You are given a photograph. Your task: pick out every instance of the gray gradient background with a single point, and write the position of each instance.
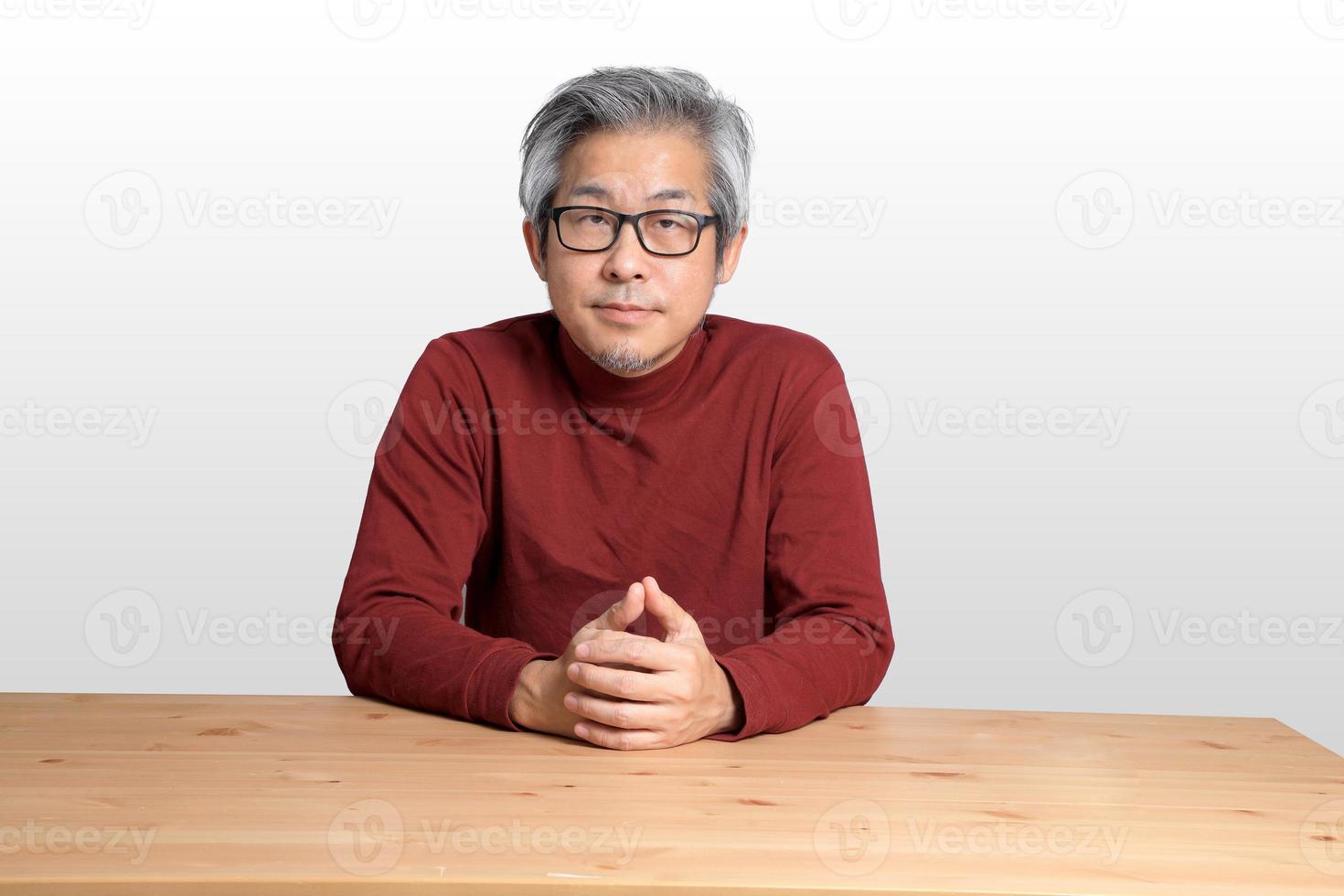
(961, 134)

---

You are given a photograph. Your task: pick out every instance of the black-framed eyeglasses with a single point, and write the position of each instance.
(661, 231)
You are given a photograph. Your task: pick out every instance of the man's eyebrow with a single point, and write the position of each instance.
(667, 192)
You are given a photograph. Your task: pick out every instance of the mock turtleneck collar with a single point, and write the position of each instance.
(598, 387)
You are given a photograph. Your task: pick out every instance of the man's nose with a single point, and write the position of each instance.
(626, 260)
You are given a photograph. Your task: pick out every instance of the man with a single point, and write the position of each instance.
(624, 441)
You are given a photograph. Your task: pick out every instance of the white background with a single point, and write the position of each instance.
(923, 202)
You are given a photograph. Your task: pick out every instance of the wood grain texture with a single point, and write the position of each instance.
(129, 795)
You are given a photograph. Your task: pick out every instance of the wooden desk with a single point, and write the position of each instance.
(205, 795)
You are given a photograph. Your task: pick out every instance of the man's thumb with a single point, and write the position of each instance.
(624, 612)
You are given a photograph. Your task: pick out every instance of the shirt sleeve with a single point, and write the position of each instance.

CONSIGNE: Dans les enregistrements, renommez « wooden desk » en « office desk » en partant de la ligne qui contient « of the white » et en allant jusqu'à celle qui contient « of the shirt », incluses. Redonnez uniquement ces lignes, sans rien modifier d'autre.

RÉSULTAT:
You are given a photograph. Your task: pick out every instance of the white background with a single point, and write the position of each instance.
(923, 202)
You are given a photograph. Your task: pick out every instance of the wood grain texture with a single point, and write the position of each instance.
(129, 795)
You are given a photograph. Your task: pick out every instance of the office desk with a single point, and write the position of each instance.
(205, 795)
You are given a photograph. Your task: pick out every instance of the man's thumb with a single point, and write the position of each instance.
(624, 612)
You are given a photograph. Your task: pick out every instance of the shirt sleeve with a single point, and write the position of each instance.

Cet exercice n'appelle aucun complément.